__Objective__
Copy out every line below that contains the word "paraglider".

::: Provided data :::

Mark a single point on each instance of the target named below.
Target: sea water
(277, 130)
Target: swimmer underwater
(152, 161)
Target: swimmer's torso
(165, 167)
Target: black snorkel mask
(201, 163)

:::
::: Provided data :::

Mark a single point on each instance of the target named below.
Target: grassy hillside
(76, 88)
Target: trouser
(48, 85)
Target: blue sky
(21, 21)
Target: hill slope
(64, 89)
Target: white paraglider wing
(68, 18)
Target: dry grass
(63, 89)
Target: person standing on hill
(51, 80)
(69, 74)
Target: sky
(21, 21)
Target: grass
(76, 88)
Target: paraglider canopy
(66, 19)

:::

__Exercise solution__
Target: white paraglider wing
Target: paraglider canopy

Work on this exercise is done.